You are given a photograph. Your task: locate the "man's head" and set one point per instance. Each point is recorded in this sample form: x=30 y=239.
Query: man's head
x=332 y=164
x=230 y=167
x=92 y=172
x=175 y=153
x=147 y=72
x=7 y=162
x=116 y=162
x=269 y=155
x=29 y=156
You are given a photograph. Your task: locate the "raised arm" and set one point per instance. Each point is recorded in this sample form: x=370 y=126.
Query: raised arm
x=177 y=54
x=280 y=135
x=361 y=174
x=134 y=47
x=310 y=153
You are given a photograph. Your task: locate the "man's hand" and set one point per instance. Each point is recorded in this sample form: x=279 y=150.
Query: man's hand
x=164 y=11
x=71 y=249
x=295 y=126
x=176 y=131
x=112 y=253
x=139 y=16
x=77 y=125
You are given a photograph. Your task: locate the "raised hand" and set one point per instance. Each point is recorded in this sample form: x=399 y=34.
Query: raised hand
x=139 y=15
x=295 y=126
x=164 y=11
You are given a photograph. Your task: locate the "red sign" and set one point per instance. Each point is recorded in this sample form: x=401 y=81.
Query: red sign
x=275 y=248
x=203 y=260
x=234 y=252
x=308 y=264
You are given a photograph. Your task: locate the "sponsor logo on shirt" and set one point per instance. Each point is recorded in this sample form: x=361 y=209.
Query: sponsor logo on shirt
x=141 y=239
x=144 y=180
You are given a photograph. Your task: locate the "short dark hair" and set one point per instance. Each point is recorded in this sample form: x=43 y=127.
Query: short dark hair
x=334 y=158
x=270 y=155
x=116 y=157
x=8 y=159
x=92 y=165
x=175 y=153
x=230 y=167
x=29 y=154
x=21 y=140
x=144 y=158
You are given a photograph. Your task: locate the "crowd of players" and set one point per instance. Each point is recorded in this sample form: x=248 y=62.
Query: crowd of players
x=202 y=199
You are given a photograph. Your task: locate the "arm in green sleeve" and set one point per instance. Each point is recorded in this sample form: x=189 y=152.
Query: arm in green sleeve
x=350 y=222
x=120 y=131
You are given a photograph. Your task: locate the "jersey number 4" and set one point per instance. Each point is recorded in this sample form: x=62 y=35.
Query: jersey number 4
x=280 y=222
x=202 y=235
───
GIVEN EXERCISE ▸
Copy the listing starting with the line containing "form: x=370 y=126." and going on through the line containing "x=308 y=264", swapping "instance" for "occurrence" and keeping everything else the same.

IN RESPONSE ▸
You are given a photograph. Your task: locate the "raised arm" and set one point per occurrence. Each point is recorded in this sample form: x=370 y=126.
Query: raised arm
x=177 y=54
x=280 y=135
x=361 y=174
x=134 y=47
x=310 y=153
You are given a photograph. Your task: locate the "man's hand" and set one point per occurrence. Each point is recorded in this sample form: x=279 y=150.
Query: man's hand
x=164 y=11
x=71 y=249
x=295 y=126
x=176 y=131
x=112 y=253
x=139 y=16
x=77 y=125
You are given a photograph. Your task: locate the "raised hand" and set one point per occurrence. Each point is recorded in this sample form: x=399 y=34.
Query: raised hand
x=139 y=15
x=295 y=126
x=164 y=11
You are given a photograph. Your task: locate the "red sign" and set one point per occurrence. Each point is recorded in this sample form: x=401 y=81.
Query: red sign
x=275 y=248
x=203 y=260
x=234 y=252
x=308 y=264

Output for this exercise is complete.